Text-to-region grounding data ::
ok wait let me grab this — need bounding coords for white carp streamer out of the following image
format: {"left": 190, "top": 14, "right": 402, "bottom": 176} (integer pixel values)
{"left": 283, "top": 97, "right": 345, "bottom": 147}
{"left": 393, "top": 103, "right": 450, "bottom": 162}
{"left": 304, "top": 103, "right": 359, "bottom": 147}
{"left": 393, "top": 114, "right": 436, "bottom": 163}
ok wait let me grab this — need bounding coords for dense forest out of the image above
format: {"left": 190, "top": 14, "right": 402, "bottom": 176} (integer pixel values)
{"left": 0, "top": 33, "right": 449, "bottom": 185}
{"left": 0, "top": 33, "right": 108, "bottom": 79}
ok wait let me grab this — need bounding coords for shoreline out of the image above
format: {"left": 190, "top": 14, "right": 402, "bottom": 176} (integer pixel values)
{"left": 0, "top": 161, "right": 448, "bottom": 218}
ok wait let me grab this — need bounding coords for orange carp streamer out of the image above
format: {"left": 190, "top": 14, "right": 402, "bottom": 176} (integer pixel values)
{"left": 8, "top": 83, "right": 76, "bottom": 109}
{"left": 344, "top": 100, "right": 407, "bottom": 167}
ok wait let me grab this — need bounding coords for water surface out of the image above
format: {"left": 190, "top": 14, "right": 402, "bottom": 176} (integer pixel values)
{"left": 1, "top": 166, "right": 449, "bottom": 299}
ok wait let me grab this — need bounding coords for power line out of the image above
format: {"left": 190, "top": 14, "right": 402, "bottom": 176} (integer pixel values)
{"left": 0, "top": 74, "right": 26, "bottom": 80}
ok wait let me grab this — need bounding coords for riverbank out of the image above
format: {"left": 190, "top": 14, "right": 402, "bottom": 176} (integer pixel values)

How to complete this task ::
Type the records out again. Match them exactly.

Solution to the exercise ::
ok wait let me grab this — need bounding coords for white carp streamer out of the following image
format: {"left": 190, "top": 14, "right": 402, "bottom": 176} (integer pixel values)
{"left": 283, "top": 97, "right": 345, "bottom": 147}
{"left": 393, "top": 103, "right": 450, "bottom": 162}
{"left": 304, "top": 103, "right": 359, "bottom": 147}
{"left": 393, "top": 114, "right": 436, "bottom": 163}
ok wait let me grab this — need bounding coords for dense forest out of the image above
format: {"left": 190, "top": 14, "right": 402, "bottom": 176} (integer pixel values)
{"left": 0, "top": 33, "right": 449, "bottom": 185}
{"left": 0, "top": 33, "right": 108, "bottom": 79}
ok wait let me grab this — need bounding coords for shoreline out of the image above
format: {"left": 190, "top": 14, "right": 402, "bottom": 176} (integer pixel values)
{"left": 0, "top": 161, "right": 448, "bottom": 218}
ok wait let me grab this — need bounding coords for orange carp streamer out of the image above
format: {"left": 190, "top": 14, "right": 402, "bottom": 176} (integer pixel values)
{"left": 8, "top": 83, "right": 76, "bottom": 109}
{"left": 344, "top": 100, "right": 407, "bottom": 167}
ok wait let me grab this — need bounding coords for water surface out of the image above
format: {"left": 190, "top": 14, "right": 402, "bottom": 176} (integer pixel values)
{"left": 1, "top": 166, "right": 449, "bottom": 299}
ok wait let me grab this — need bounding coords for power line out of the image above
format: {"left": 190, "top": 14, "right": 402, "bottom": 176} (integer pixel values)
{"left": 0, "top": 74, "right": 26, "bottom": 80}
ok wait let me grab this — need bounding coords for riverbank out of the image above
format: {"left": 190, "top": 14, "right": 402, "bottom": 176} (integer pixel values)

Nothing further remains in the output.